━━ Stored data ━━

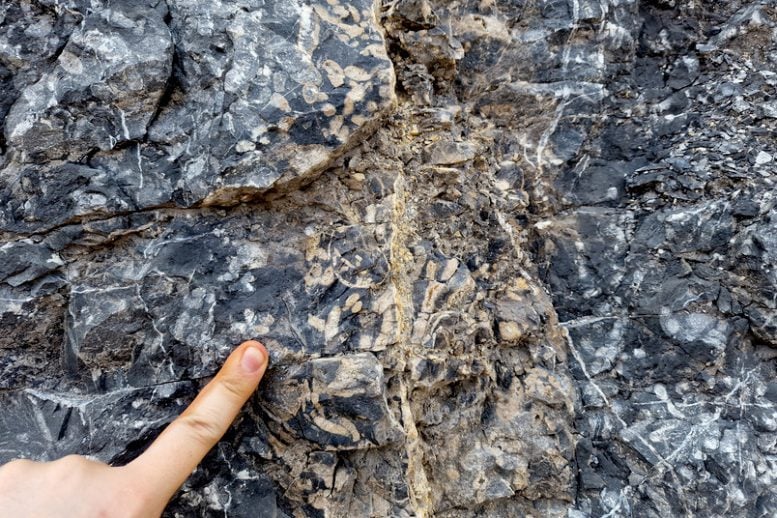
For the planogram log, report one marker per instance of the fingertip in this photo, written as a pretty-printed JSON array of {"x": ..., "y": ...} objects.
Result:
[{"x": 254, "y": 359}]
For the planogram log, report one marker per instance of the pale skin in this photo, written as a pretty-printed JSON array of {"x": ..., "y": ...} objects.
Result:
[{"x": 77, "y": 487}]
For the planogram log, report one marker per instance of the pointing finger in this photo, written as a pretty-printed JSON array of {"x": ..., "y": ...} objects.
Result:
[{"x": 172, "y": 457}]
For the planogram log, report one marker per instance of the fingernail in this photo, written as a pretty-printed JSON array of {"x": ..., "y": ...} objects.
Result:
[{"x": 253, "y": 359}]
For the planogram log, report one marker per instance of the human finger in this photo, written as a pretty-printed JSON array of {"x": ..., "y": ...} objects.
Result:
[{"x": 172, "y": 457}]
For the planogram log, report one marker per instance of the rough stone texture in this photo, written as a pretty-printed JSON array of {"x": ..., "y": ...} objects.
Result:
[{"x": 510, "y": 258}]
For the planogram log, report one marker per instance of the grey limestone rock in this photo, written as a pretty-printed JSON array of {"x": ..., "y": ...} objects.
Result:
[{"x": 532, "y": 276}]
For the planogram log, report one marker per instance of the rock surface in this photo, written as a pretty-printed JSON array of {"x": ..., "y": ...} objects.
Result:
[{"x": 510, "y": 258}]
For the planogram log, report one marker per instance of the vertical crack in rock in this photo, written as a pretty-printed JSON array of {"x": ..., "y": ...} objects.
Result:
[{"x": 400, "y": 260}]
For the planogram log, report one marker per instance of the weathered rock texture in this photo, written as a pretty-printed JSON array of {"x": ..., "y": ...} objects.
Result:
[{"x": 511, "y": 258}]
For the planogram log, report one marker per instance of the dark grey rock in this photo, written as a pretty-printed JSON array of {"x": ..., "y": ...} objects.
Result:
[{"x": 536, "y": 277}]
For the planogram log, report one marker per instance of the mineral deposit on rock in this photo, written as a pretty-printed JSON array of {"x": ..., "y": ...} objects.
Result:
[{"x": 511, "y": 258}]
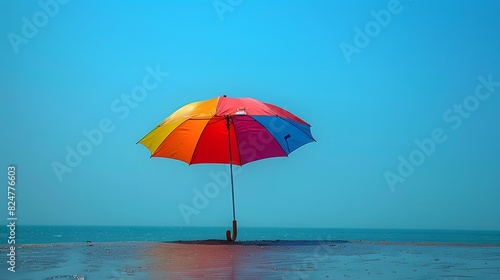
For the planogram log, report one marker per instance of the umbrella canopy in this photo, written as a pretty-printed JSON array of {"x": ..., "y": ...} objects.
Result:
[{"x": 227, "y": 130}]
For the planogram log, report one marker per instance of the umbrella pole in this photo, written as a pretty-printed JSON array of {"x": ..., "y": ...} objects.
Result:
[{"x": 235, "y": 231}]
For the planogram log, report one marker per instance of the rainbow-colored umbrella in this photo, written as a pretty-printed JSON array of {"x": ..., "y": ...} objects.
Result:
[{"x": 228, "y": 130}]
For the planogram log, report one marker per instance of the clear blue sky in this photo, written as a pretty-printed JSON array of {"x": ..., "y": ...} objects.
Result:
[{"x": 424, "y": 70}]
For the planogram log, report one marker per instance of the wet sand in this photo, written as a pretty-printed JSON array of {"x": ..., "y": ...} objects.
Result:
[{"x": 213, "y": 259}]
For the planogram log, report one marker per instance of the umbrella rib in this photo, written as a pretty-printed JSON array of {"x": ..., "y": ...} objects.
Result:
[{"x": 198, "y": 141}]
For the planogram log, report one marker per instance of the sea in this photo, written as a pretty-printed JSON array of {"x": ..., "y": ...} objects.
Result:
[{"x": 25, "y": 234}]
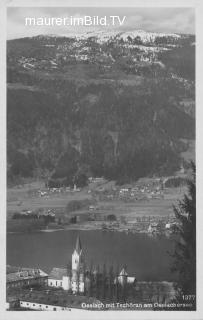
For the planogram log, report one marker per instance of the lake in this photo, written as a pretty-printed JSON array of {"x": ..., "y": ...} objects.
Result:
[{"x": 146, "y": 257}]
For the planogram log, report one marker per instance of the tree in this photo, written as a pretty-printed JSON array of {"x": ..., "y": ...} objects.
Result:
[{"x": 185, "y": 250}]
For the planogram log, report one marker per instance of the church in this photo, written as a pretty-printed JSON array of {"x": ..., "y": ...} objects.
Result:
[
  {"x": 70, "y": 279},
  {"x": 75, "y": 278}
]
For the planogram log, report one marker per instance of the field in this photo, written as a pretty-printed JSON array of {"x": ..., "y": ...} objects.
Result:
[{"x": 27, "y": 197}]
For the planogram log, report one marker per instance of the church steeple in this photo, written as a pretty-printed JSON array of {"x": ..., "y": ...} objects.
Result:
[
  {"x": 77, "y": 255},
  {"x": 78, "y": 246}
]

━━━

◆ **Job**: Reproduce verbatim every line of the listing from the line containing "of the lake" through the final line of the listing, with both ends included.

◆ **Output below**:
For the planogram log, report one marker per instance of the lake in this photo, written as a pretty-printed JSON array of {"x": ..., "y": ...} objects.
Result:
[{"x": 146, "y": 257}]
For the planogram log, report one marker per instance of the tree in this photo, written as a pretty-printed JSON array of {"x": ..., "y": ...} objects.
Result:
[{"x": 185, "y": 250}]
For the planogram log, report one marker per instance of the church in this photo, written as a pretty-printed JSON array of {"x": ..., "y": ...} objects.
Result:
[
  {"x": 70, "y": 279},
  {"x": 75, "y": 278}
]
For the planogram log, report one marker per instance of the field in this photo, written as a pretty-printed JSON array of {"x": ..., "y": ...} objects.
Result:
[{"x": 27, "y": 197}]
For the planogram log, report one marker per instance of the church steeple in this photo, written as a pretty-printed JSON array of {"x": ..., "y": ...} objects.
Result:
[
  {"x": 77, "y": 255},
  {"x": 78, "y": 246}
]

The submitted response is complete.